◆ **WORK ORDER**: Omit the pictures and return every entry exactly as written.

◆ **GIVEN ENTRIES**:
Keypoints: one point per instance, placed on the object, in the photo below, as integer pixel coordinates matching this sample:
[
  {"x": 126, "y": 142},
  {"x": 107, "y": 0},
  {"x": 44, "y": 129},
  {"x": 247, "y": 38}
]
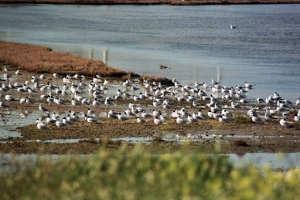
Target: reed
[{"x": 113, "y": 175}]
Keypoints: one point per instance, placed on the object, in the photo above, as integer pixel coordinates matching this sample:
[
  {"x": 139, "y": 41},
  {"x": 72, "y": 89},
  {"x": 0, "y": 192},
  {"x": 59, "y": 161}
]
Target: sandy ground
[{"x": 233, "y": 137}]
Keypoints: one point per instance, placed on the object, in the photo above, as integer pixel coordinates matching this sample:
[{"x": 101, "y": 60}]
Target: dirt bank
[
  {"x": 152, "y": 2},
  {"x": 235, "y": 137}
]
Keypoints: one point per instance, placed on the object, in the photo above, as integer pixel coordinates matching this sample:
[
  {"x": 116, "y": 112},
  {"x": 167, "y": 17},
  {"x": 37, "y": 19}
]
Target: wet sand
[{"x": 233, "y": 137}]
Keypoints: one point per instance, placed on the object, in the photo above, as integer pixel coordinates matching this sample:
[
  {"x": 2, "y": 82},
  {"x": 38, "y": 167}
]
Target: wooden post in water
[
  {"x": 219, "y": 71},
  {"x": 91, "y": 53},
  {"x": 105, "y": 56}
]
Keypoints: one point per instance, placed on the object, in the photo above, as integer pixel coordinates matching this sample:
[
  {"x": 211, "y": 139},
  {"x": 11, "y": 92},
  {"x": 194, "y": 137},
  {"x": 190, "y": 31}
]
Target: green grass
[{"x": 140, "y": 175}]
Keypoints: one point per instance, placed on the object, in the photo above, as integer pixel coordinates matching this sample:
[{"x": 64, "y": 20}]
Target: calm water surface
[{"x": 194, "y": 41}]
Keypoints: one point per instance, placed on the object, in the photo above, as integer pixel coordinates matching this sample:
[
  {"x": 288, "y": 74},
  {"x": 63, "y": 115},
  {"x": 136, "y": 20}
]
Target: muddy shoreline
[
  {"x": 151, "y": 2},
  {"x": 234, "y": 137}
]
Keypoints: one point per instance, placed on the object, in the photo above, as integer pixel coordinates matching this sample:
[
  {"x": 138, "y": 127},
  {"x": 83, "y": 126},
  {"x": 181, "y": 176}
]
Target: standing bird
[{"x": 285, "y": 123}]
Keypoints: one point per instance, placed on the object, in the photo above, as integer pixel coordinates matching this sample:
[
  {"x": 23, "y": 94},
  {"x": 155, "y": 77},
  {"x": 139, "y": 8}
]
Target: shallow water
[{"x": 195, "y": 42}]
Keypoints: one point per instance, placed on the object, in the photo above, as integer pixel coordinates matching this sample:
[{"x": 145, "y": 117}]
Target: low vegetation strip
[
  {"x": 140, "y": 175},
  {"x": 149, "y": 2},
  {"x": 40, "y": 59}
]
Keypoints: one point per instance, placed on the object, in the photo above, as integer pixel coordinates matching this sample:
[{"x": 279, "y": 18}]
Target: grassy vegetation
[
  {"x": 40, "y": 59},
  {"x": 140, "y": 175}
]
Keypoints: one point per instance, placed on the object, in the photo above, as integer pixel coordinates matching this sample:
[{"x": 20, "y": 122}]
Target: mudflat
[{"x": 240, "y": 136}]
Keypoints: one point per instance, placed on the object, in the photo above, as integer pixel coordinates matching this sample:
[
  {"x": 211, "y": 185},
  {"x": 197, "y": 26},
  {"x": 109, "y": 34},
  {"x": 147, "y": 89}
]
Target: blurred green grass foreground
[{"x": 141, "y": 175}]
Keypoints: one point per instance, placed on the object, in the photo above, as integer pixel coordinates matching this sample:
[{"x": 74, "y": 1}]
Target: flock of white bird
[{"x": 72, "y": 91}]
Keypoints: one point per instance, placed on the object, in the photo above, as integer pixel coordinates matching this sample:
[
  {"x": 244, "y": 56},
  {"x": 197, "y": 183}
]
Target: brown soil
[{"x": 265, "y": 137}]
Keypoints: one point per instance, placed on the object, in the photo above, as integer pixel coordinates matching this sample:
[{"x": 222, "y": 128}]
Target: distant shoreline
[{"x": 150, "y": 2}]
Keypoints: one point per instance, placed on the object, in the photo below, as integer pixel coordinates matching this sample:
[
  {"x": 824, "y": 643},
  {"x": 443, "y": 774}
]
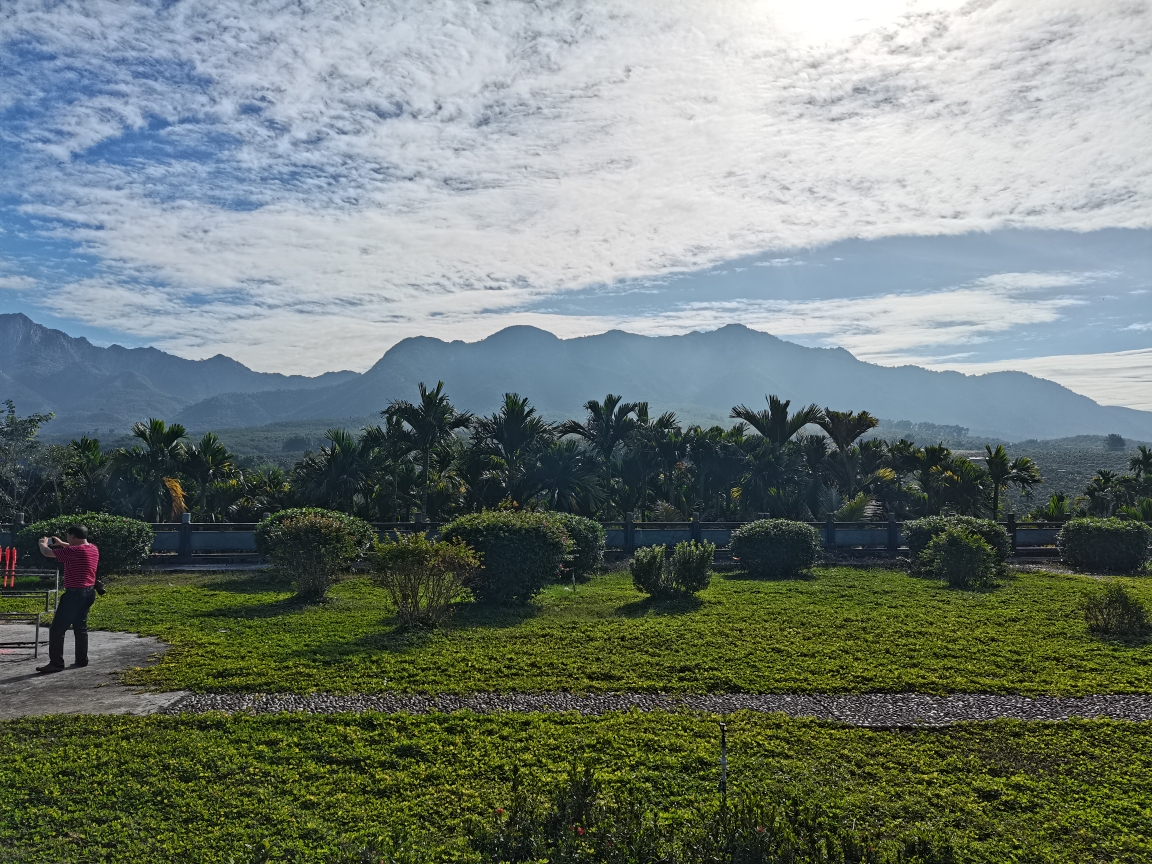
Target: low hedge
[
  {"x": 775, "y": 548},
  {"x": 918, "y": 533},
  {"x": 312, "y": 545},
  {"x": 521, "y": 553},
  {"x": 124, "y": 543},
  {"x": 589, "y": 539},
  {"x": 1104, "y": 545}
]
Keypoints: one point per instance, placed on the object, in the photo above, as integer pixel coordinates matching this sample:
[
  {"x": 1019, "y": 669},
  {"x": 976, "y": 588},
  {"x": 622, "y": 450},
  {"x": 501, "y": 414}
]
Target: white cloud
[
  {"x": 432, "y": 167},
  {"x": 1116, "y": 378}
]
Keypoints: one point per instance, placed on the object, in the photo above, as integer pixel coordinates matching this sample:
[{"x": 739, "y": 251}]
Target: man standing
[{"x": 80, "y": 559}]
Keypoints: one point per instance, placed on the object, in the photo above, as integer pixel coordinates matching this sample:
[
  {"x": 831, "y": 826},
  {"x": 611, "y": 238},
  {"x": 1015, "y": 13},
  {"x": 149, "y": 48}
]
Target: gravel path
[{"x": 865, "y": 710}]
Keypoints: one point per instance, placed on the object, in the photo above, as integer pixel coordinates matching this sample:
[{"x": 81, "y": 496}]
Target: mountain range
[{"x": 704, "y": 373}]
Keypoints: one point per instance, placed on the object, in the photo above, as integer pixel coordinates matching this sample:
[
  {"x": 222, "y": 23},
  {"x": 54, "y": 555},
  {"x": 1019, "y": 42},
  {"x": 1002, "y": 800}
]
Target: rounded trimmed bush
[
  {"x": 521, "y": 553},
  {"x": 775, "y": 548},
  {"x": 960, "y": 558},
  {"x": 1115, "y": 614},
  {"x": 918, "y": 533},
  {"x": 312, "y": 545},
  {"x": 1104, "y": 545},
  {"x": 124, "y": 543},
  {"x": 589, "y": 539}
]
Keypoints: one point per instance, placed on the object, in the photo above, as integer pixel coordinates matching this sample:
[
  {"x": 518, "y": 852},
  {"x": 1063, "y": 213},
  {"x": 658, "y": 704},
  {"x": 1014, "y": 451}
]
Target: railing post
[{"x": 186, "y": 536}]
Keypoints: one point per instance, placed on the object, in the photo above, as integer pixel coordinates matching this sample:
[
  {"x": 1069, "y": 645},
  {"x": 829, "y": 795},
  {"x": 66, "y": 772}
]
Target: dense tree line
[{"x": 426, "y": 456}]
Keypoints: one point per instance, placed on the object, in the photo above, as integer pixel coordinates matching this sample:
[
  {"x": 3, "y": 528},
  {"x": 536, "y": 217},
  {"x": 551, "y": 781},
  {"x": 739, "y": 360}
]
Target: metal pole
[{"x": 724, "y": 759}]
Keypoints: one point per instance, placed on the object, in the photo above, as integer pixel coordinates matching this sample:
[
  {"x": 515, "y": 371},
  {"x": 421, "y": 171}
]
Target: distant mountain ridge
[
  {"x": 702, "y": 372},
  {"x": 88, "y": 386}
]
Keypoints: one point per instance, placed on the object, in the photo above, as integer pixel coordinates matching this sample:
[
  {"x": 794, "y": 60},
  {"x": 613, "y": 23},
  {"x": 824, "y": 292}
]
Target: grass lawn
[
  {"x": 844, "y": 630},
  {"x": 197, "y": 789}
]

◆ **ANSWER TO THIS EXERCISE**:
Keypoints: one point per instance, placed on the object, in the photo below, as integer pixel coordinates matching this sample:
[
  {"x": 126, "y": 142},
  {"x": 107, "y": 0},
  {"x": 44, "y": 129},
  {"x": 247, "y": 38}
]
Target: reed
[{"x": 113, "y": 175}]
Keypoints: one point per instance, placed on the object, in the photo above, as integer pixel coordinates matching this sample:
[
  {"x": 139, "y": 41},
  {"x": 72, "y": 89},
  {"x": 0, "y": 192},
  {"x": 59, "y": 161}
]
Target: sandy ground
[{"x": 233, "y": 137}]
Keypoints: one point per instance, placed on the object, in the photo above, as integer pixel coordinates matching this sample:
[{"x": 101, "y": 60}]
Target: dirt bank
[
  {"x": 152, "y": 2},
  {"x": 235, "y": 137}
]
Keypoints: one point per instance, placed on the object, in the photo above, as integer pixel coordinates matching this sample:
[
  {"x": 116, "y": 112},
  {"x": 167, "y": 17},
  {"x": 37, "y": 19}
]
Target: wet sand
[{"x": 233, "y": 137}]
Keypoints: one point per instance, placed on the object, in the photo above, as integer pixel coordinates matching this sample:
[
  {"x": 2, "y": 82},
  {"x": 38, "y": 167}
]
Target: wooden post in water
[
  {"x": 219, "y": 71},
  {"x": 91, "y": 53},
  {"x": 105, "y": 56}
]
Keypoints: one point per instance, placed on the object, in the photo above, as integer pixel coordinates matching this sample:
[
  {"x": 211, "y": 139},
  {"x": 11, "y": 92},
  {"x": 194, "y": 137},
  {"x": 190, "y": 31}
]
Target: green grass
[{"x": 140, "y": 175}]
Keypoints: one point per instance, placed on the object, in the photo above, as integer pixel coordinates matching this sample:
[{"x": 64, "y": 20}]
Target: calm water surface
[{"x": 194, "y": 41}]
Keypoints: one point per instance, placed on the object, in the photo above, as integer pixel coordinates matching this sample:
[
  {"x": 288, "y": 74},
  {"x": 63, "y": 115},
  {"x": 136, "y": 20}
]
Target: muddy shoreline
[
  {"x": 151, "y": 2},
  {"x": 234, "y": 137}
]
Keypoints: one point per instance, placed on the object, in the photo above, as integer pixel coordinates matching this sample:
[
  {"x": 138, "y": 127},
  {"x": 83, "y": 126},
  {"x": 181, "y": 176}
]
Target: standing bird
[{"x": 285, "y": 123}]
Keypoints: one point per instance, placed on the object, in the photo above, as integer pixel coordinates matching this sample:
[
  {"x": 23, "y": 94},
  {"x": 155, "y": 77},
  {"x": 139, "y": 8}
]
Target: shallow water
[{"x": 195, "y": 42}]
Keypoints: one point per instance, placed on the object, in the photo above, as integer pixel coordinates matching this sample:
[{"x": 145, "y": 117}]
Target: low vegetation strip
[
  {"x": 140, "y": 175},
  {"x": 149, "y": 2},
  {"x": 40, "y": 59}
]
Keypoints: one point per instance, placed on the object, in the photo above, as integer pixel coordinates matching this sample:
[{"x": 279, "y": 18}]
Target: grassy vegetation
[
  {"x": 40, "y": 59},
  {"x": 140, "y": 175}
]
Keypoints: one point per instance, placed on the object, in the photo above, as integer pixel coordinates matching this sample:
[{"x": 20, "y": 122}]
Target: mudflat
[{"x": 240, "y": 136}]
Keypoints: one point per instance, placed on the object, in the photo above, as integer pixel coordinates matching this sample:
[
  {"x": 211, "y": 185},
  {"x": 197, "y": 26},
  {"x": 109, "y": 34},
  {"x": 147, "y": 89}
]
Target: blurred green grass foreground
[{"x": 141, "y": 175}]
Keypoints: one point per instance, placed on the object, in the photo above, as integer pixel coordinates matching this sample:
[{"x": 74, "y": 1}]
Target: flock of white bird
[{"x": 72, "y": 91}]
Keypoints: one point per instance, placed on the object, in the photo above, as integer pixel coordinates matching this sample:
[
  {"x": 244, "y": 56},
  {"x": 197, "y": 183}
]
Target: brown soil
[{"x": 265, "y": 137}]
Keypoints: one point per instance, placed on the object, in the photo above, as integer pixel coordinates matching this sample:
[{"x": 222, "y": 128}]
Target: distant shoreline
[{"x": 150, "y": 2}]
Keypoints: one point per instance, placed on the object, in the photo below, as integer pixel coordinates matching this sample:
[
  {"x": 824, "y": 643},
  {"x": 443, "y": 774}
]
Target: low hedge
[
  {"x": 775, "y": 548},
  {"x": 918, "y": 533},
  {"x": 312, "y": 545},
  {"x": 521, "y": 553},
  {"x": 124, "y": 543},
  {"x": 589, "y": 539},
  {"x": 1104, "y": 545}
]
Keypoints: one point per instance, placed on the object, in the photo above, as integer pixel coordinates matching this sample:
[
  {"x": 1019, "y": 669},
  {"x": 976, "y": 588},
  {"x": 622, "y": 450},
  {"x": 501, "y": 414}
]
Target: white cloud
[
  {"x": 432, "y": 167},
  {"x": 1116, "y": 378}
]
Keypoints: one point per instance, placed on the object, in the photo above, as integer pixel coordinates matching this sample:
[{"x": 739, "y": 251}]
Target: man standing
[{"x": 80, "y": 559}]
Keypoints: one point per instance, placed on the object, in the photo above, as integer pixel coordinates matching this sample:
[
  {"x": 831, "y": 826},
  {"x": 611, "y": 238},
  {"x": 1015, "y": 13},
  {"x": 149, "y": 48}
]
Target: gravel path
[{"x": 865, "y": 710}]
Keypoints: one point per instance, placed on the object, in the photo above, as integer pixel coordinates matching this sample:
[{"x": 81, "y": 496}]
Target: mountain range
[{"x": 704, "y": 373}]
Keypoints: one point per instance, placed on the object, in the photo above, as integer pixel coordinates matching this sample:
[
  {"x": 222, "y": 23},
  {"x": 54, "y": 555},
  {"x": 1019, "y": 42},
  {"x": 1002, "y": 800}
]
Target: rounded trimmed bush
[
  {"x": 521, "y": 553},
  {"x": 775, "y": 548},
  {"x": 960, "y": 558},
  {"x": 1115, "y": 614},
  {"x": 918, "y": 533},
  {"x": 312, "y": 545},
  {"x": 1104, "y": 545},
  {"x": 124, "y": 543},
  {"x": 589, "y": 539}
]
Keypoints: one point per instance, placed on the object, in the photo above, as integer pixel coordinates matching this sample:
[
  {"x": 518, "y": 852},
  {"x": 1063, "y": 213},
  {"x": 658, "y": 704},
  {"x": 1014, "y": 451}
]
Target: railing post
[{"x": 186, "y": 536}]
Keypoints: one point per instance, placed on the object, in the photo above, as integer pixel coordinates matching this sample:
[
  {"x": 1069, "y": 645},
  {"x": 829, "y": 795},
  {"x": 66, "y": 772}
]
Target: dense tree line
[{"x": 426, "y": 456}]
Keypoints: one point per instance, placed on the object, in the photo above, as integer pixel coordinates matching this sample:
[
  {"x": 3, "y": 528},
  {"x": 536, "y": 217},
  {"x": 551, "y": 781},
  {"x": 739, "y": 360}
]
Target: metal pole
[{"x": 724, "y": 759}]
Keypoints: one point per instance, placed on the object, in the photo above, as integer pixel coordinates matching this sample:
[
  {"x": 515, "y": 371},
  {"x": 421, "y": 171}
]
Target: distant mountain ridge
[
  {"x": 702, "y": 372},
  {"x": 88, "y": 386}
]
Keypoints: one point per instance, placed on the object, in the photo above, as integer pixel coordinates matching this sample:
[
  {"x": 794, "y": 60},
  {"x": 613, "y": 23},
  {"x": 824, "y": 292}
]
Target: grass lawn
[
  {"x": 844, "y": 630},
  {"x": 197, "y": 789}
]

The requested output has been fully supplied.